§ **What the task asks**
Exactly as written, transcribe the lines that run from the one containing "Where can you see the street" to the end of the records below.

§ **Stored records**
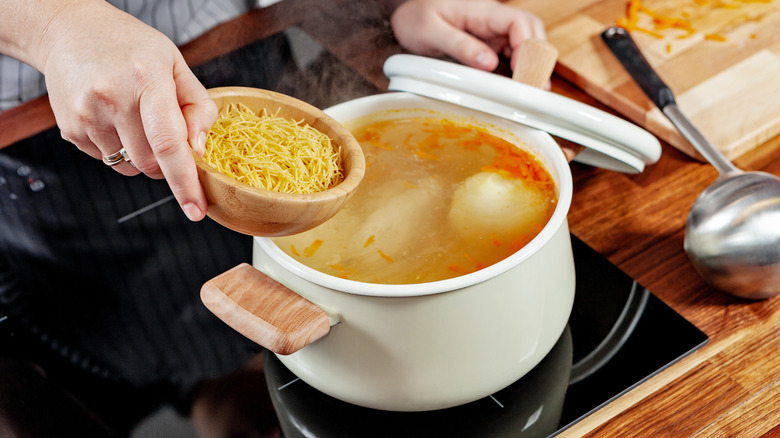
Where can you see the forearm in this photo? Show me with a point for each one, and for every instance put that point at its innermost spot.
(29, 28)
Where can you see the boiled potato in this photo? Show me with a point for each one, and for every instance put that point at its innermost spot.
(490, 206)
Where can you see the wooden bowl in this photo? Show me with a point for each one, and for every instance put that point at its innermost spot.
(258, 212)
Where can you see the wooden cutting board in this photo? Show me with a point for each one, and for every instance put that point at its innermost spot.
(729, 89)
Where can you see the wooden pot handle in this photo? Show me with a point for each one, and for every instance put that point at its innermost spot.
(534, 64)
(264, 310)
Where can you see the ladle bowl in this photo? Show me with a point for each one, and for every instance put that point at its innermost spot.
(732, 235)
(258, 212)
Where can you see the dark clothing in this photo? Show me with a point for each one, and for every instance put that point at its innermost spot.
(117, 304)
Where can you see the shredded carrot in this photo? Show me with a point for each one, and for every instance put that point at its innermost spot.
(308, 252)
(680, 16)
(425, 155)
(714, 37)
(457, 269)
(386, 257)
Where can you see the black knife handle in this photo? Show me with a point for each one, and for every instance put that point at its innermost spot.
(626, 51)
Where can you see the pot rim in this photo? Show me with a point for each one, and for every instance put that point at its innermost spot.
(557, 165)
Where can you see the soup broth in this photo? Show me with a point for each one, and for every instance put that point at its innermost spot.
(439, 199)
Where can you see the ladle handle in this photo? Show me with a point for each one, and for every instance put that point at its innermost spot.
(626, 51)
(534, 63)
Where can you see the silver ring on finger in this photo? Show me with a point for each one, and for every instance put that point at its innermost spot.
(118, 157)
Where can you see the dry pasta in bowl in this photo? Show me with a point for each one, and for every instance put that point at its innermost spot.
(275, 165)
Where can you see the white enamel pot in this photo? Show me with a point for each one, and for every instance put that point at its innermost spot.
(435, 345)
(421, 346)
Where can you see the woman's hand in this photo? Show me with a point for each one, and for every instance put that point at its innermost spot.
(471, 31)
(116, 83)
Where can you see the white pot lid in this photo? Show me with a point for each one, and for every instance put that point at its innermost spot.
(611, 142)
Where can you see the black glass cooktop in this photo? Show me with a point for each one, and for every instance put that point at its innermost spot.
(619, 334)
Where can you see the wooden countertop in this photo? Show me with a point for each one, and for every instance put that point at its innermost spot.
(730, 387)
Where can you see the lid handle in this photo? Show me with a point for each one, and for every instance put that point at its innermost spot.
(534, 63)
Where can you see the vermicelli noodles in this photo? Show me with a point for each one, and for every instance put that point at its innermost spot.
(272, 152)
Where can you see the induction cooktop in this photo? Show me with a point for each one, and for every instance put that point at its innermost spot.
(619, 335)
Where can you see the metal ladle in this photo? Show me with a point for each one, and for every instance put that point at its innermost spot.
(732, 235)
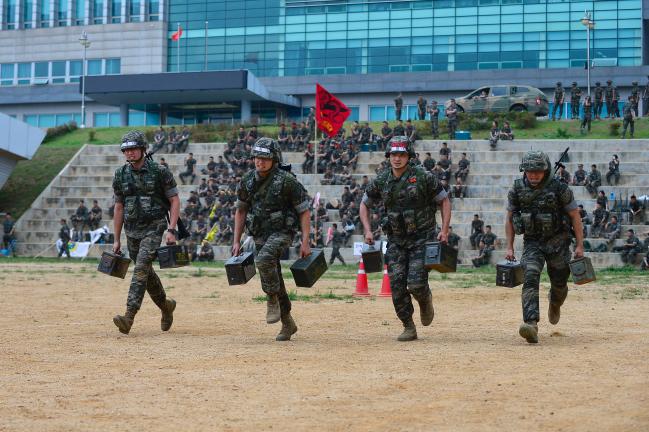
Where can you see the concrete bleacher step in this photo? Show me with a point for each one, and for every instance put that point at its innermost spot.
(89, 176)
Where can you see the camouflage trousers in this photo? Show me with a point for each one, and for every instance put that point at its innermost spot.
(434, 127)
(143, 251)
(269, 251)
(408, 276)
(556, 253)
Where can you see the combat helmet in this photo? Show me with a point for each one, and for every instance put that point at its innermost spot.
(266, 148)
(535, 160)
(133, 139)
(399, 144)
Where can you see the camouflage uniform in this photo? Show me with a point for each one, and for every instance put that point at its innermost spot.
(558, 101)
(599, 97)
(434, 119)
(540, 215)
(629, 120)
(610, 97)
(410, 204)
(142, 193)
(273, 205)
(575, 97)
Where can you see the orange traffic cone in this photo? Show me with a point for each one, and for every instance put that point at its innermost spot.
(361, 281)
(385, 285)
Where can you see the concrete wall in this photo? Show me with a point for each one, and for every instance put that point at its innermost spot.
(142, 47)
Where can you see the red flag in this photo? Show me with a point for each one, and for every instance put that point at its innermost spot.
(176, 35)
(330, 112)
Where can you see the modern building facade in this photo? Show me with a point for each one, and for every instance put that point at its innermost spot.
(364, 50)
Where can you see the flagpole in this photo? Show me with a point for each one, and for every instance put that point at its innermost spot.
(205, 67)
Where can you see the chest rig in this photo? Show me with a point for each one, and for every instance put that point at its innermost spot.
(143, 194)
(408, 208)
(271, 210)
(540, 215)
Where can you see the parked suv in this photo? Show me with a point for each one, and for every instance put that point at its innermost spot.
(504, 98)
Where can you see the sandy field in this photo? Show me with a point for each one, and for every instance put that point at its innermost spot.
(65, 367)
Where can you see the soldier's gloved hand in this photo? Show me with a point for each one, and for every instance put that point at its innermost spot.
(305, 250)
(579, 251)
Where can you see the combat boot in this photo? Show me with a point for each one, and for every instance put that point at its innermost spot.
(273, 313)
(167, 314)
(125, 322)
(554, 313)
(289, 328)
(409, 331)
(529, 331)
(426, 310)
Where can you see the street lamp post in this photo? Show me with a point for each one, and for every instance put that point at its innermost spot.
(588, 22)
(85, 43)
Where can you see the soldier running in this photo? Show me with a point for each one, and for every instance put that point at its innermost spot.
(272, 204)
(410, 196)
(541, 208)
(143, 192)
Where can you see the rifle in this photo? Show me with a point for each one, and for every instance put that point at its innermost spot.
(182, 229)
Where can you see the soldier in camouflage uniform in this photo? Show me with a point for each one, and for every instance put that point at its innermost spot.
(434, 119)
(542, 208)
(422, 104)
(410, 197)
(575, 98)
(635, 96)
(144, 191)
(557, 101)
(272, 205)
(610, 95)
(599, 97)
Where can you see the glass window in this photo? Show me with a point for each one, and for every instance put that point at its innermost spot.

§ **In response**
Where can you see the street lamp post in this photo? Show me with a point for each one, and for every instance put that point at its innermost spot.
(588, 22)
(85, 43)
Where can you see the soldier running in this photo? Show me with a point for each one, and for every instance put that point at its innermost spot.
(272, 204)
(410, 196)
(541, 208)
(143, 192)
Where can you see the rifle in this photo? Show me with a point for each one, and for every instance put that point at its innermost spot.
(182, 229)
Where can you see the soldier in camouflage uniform in this photo? Show me with a point for each one, and for every instance put that point at its innermost spot.
(434, 119)
(542, 208)
(422, 104)
(410, 197)
(575, 98)
(635, 96)
(144, 191)
(557, 101)
(272, 205)
(610, 95)
(599, 97)
Where can you see the glass window in this photo? Show me with a point for each one, and for every instance put that point at its innermost spot.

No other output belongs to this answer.